Source material:

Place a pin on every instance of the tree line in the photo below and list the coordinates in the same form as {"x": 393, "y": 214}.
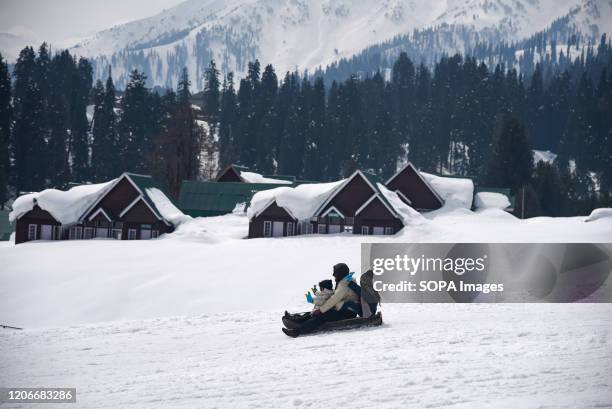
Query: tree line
{"x": 460, "y": 117}
{"x": 48, "y": 140}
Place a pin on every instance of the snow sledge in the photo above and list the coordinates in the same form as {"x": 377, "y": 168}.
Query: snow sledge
{"x": 351, "y": 323}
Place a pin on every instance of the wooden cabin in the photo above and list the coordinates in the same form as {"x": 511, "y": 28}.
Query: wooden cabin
{"x": 356, "y": 206}
{"x": 273, "y": 221}
{"x": 123, "y": 210}
{"x": 37, "y": 224}
{"x": 414, "y": 190}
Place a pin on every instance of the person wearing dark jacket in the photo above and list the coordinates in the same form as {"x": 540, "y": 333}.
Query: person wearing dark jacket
{"x": 332, "y": 309}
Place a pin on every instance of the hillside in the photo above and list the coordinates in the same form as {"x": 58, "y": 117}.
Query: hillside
{"x": 304, "y": 35}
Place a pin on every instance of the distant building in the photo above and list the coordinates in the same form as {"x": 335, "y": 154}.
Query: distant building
{"x": 356, "y": 205}
{"x": 361, "y": 204}
{"x": 234, "y": 186}
{"x": 131, "y": 207}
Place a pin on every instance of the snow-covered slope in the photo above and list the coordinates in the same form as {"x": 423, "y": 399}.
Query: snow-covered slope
{"x": 189, "y": 271}
{"x": 193, "y": 320}
{"x": 305, "y": 34}
{"x": 425, "y": 356}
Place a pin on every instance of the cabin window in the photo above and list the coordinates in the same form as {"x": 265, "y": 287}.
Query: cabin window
{"x": 145, "y": 234}
{"x": 267, "y": 228}
{"x": 76, "y": 233}
{"x": 102, "y": 232}
{"x": 32, "y": 231}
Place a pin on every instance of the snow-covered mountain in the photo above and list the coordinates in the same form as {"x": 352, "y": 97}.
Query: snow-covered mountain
{"x": 305, "y": 34}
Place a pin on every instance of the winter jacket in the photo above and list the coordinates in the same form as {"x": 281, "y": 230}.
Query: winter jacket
{"x": 341, "y": 294}
{"x": 321, "y": 297}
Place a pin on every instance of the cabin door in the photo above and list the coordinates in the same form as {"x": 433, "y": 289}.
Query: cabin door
{"x": 334, "y": 228}
{"x": 46, "y": 232}
{"x": 277, "y": 229}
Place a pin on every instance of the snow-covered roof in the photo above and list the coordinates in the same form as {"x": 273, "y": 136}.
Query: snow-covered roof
{"x": 543, "y": 156}
{"x": 69, "y": 207}
{"x": 65, "y": 206}
{"x": 252, "y": 177}
{"x": 488, "y": 200}
{"x": 456, "y": 192}
{"x": 601, "y": 213}
{"x": 165, "y": 207}
{"x": 301, "y": 201}
{"x": 406, "y": 213}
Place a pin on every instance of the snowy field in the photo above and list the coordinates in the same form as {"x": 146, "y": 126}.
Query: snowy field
{"x": 193, "y": 320}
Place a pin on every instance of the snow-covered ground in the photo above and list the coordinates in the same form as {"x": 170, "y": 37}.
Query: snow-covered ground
{"x": 430, "y": 355}
{"x": 193, "y": 320}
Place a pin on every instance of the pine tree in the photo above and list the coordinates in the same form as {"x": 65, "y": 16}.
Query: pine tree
{"x": 211, "y": 93}
{"x": 177, "y": 148}
{"x": 79, "y": 129}
{"x": 317, "y": 146}
{"x": 6, "y": 115}
{"x": 105, "y": 161}
{"x": 134, "y": 127}
{"x": 228, "y": 119}
{"x": 548, "y": 190}
{"x": 28, "y": 138}
{"x": 57, "y": 116}
{"x": 511, "y": 161}
{"x": 268, "y": 128}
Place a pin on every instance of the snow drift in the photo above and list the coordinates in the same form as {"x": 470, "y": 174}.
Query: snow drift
{"x": 488, "y": 200}
{"x": 252, "y": 177}
{"x": 603, "y": 213}
{"x": 301, "y": 201}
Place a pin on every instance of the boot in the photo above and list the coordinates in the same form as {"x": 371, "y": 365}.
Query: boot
{"x": 293, "y": 333}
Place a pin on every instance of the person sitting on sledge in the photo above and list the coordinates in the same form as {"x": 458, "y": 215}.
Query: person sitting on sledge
{"x": 326, "y": 290}
{"x": 369, "y": 296}
{"x": 343, "y": 304}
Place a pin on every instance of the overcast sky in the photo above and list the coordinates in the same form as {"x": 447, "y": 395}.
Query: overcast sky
{"x": 63, "y": 22}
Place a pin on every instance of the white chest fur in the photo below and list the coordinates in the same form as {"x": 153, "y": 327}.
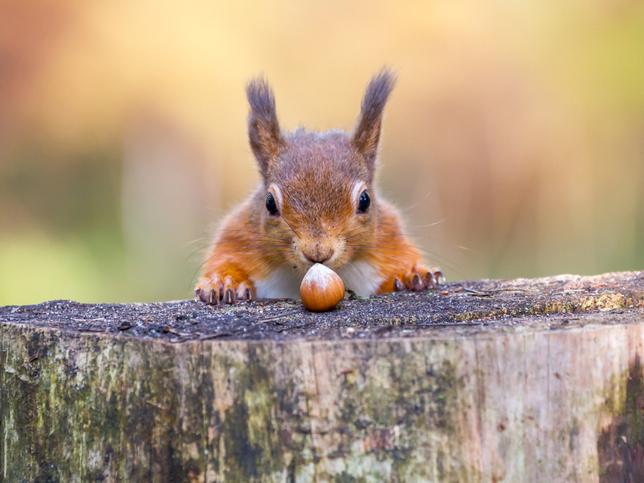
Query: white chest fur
{"x": 282, "y": 283}
{"x": 360, "y": 277}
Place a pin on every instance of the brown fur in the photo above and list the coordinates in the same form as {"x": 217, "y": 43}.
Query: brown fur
{"x": 317, "y": 175}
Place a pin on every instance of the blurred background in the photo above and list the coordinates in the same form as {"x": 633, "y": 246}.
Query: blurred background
{"x": 513, "y": 143}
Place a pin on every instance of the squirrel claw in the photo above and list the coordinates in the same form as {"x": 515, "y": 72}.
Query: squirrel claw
{"x": 398, "y": 285}
{"x": 215, "y": 291}
{"x": 419, "y": 279}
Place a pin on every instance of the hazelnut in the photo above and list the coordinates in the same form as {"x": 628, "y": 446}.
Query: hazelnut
{"x": 321, "y": 288}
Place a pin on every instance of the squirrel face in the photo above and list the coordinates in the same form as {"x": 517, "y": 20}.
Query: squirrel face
{"x": 318, "y": 204}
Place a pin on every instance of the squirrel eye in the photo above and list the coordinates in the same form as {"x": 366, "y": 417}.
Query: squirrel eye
{"x": 271, "y": 206}
{"x": 364, "y": 202}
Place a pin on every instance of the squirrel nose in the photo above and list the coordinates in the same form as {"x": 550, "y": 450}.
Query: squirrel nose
{"x": 320, "y": 255}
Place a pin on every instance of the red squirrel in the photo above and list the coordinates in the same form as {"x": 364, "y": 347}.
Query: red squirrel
{"x": 316, "y": 203}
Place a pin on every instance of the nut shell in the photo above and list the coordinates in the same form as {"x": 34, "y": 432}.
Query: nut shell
{"x": 321, "y": 288}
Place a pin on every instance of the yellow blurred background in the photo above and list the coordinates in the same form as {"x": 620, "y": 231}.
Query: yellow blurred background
{"x": 513, "y": 143}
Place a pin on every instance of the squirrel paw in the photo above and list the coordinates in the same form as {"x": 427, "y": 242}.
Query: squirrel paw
{"x": 419, "y": 278}
{"x": 217, "y": 290}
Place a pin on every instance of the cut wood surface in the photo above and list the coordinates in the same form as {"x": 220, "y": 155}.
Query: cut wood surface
{"x": 518, "y": 380}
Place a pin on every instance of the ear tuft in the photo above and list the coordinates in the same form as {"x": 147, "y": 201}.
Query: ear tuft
{"x": 263, "y": 128}
{"x": 367, "y": 133}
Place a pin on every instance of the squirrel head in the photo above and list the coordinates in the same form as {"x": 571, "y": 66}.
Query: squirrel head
{"x": 318, "y": 203}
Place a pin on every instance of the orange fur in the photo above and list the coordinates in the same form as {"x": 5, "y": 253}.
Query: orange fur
{"x": 315, "y": 181}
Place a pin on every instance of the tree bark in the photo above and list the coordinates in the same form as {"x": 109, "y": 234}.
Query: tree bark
{"x": 520, "y": 380}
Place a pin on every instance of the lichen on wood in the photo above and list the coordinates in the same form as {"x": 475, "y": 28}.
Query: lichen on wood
{"x": 496, "y": 380}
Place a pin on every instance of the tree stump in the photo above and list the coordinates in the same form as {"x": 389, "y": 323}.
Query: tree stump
{"x": 519, "y": 380}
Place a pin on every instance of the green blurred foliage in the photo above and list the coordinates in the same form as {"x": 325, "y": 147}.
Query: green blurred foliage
{"x": 513, "y": 143}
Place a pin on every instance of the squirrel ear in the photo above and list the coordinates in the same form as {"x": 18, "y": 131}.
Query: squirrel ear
{"x": 367, "y": 133}
{"x": 263, "y": 128}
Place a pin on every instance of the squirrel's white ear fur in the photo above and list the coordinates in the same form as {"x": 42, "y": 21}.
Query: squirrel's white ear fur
{"x": 367, "y": 133}
{"x": 263, "y": 128}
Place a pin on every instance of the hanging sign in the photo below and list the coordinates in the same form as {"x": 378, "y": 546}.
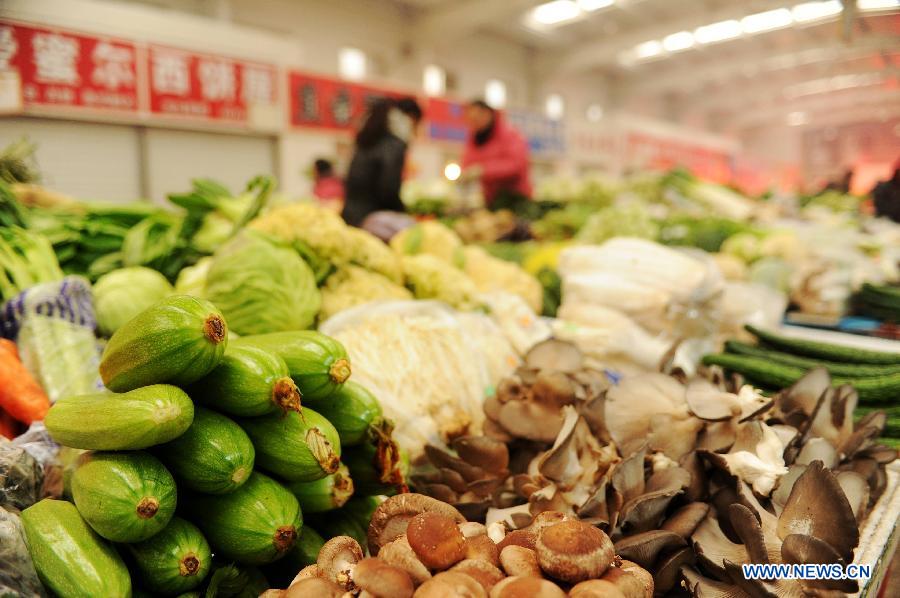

Required work: Count each line of the entries that holds the word "below", then state the total and nothing more.

Result of the task: 3